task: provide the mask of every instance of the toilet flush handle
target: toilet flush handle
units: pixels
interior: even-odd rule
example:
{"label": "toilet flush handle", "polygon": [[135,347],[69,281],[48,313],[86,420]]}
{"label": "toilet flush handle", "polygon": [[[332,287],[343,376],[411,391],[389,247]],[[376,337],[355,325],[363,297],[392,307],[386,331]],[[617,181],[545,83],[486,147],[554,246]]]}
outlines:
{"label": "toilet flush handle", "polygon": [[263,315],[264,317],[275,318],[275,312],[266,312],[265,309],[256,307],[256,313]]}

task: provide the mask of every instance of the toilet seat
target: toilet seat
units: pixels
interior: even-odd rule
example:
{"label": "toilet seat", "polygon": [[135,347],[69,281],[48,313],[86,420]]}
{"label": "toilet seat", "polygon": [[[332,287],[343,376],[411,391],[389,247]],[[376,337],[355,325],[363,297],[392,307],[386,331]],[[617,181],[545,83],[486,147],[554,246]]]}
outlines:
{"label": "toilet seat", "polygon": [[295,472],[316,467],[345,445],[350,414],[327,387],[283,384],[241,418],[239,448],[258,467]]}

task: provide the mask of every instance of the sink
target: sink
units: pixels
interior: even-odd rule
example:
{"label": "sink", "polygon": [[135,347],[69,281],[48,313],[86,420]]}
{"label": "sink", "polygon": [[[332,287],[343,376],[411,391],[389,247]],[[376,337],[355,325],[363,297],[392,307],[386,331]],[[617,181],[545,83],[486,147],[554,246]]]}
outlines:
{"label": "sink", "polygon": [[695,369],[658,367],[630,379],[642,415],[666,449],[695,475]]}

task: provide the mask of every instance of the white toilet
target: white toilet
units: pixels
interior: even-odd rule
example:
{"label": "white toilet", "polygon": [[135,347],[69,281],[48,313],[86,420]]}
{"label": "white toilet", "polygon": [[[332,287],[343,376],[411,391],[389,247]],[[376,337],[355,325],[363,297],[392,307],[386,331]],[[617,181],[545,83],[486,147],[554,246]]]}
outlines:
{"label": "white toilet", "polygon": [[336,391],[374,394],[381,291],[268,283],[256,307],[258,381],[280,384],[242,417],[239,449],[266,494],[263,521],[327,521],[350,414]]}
● ● ● ● ●
Objective:
Copy all of the lines above without changing anything.

Task answer:
task: provide the mask of every instance of the toilet flush handle
target: toilet flush handle
units: pixels
interior: even-odd rule
example:
{"label": "toilet flush handle", "polygon": [[135,347],[69,281],[48,313],[86,420]]}
{"label": "toilet flush handle", "polygon": [[[332,287],[343,376],[411,391],[389,247]],[[376,337],[355,325],[363,297],[392,307],[386,331]],[[617,181],[545,83],[486,147],[554,246]]]}
outlines:
{"label": "toilet flush handle", "polygon": [[263,315],[264,317],[275,318],[275,312],[266,312],[265,309],[256,307],[256,313]]}

task: provide the mask of every instance of the toilet seat
target: toilet seat
units: pixels
interior: even-odd rule
example:
{"label": "toilet seat", "polygon": [[135,347],[69,281],[48,313],[86,420]]}
{"label": "toilet seat", "polygon": [[[332,287],[343,376],[411,391],[389,247]],[[376,337],[355,325],[363,297],[392,307],[386,331]],[[617,181],[545,83],[486,147],[554,246]]]}
outlines:
{"label": "toilet seat", "polygon": [[295,472],[316,467],[345,445],[350,414],[327,387],[283,384],[241,418],[239,448],[258,467]]}

task: provide the mask of every instance of the sink
target: sink
units: pixels
interior: even-odd rule
example:
{"label": "sink", "polygon": [[135,347],[69,281],[48,313],[86,420]]}
{"label": "sink", "polygon": [[[332,287],[343,376],[411,391],[389,247]],[[376,337],[355,325],[363,297],[392,307],[386,331]],[[617,181],[545,83],[486,147],[554,246]]]}
outlines:
{"label": "sink", "polygon": [[695,369],[658,367],[630,379],[642,415],[666,449],[695,475]]}

task: provide the mask of every instance of the white toilet
target: white toilet
units: pixels
interior: even-odd rule
example:
{"label": "white toilet", "polygon": [[135,347],[69,281],[48,313],[86,420]]}
{"label": "white toilet", "polygon": [[[332,287],[343,376],[411,391],[389,247]],[[376,337],[355,325],[363,297],[392,307],[386,331]],[[617,181],[545,83],[486,147],[554,246]]]}
outlines:
{"label": "white toilet", "polygon": [[336,391],[374,394],[381,291],[268,283],[256,307],[258,381],[280,384],[242,417],[239,449],[266,494],[263,521],[327,521],[350,414]]}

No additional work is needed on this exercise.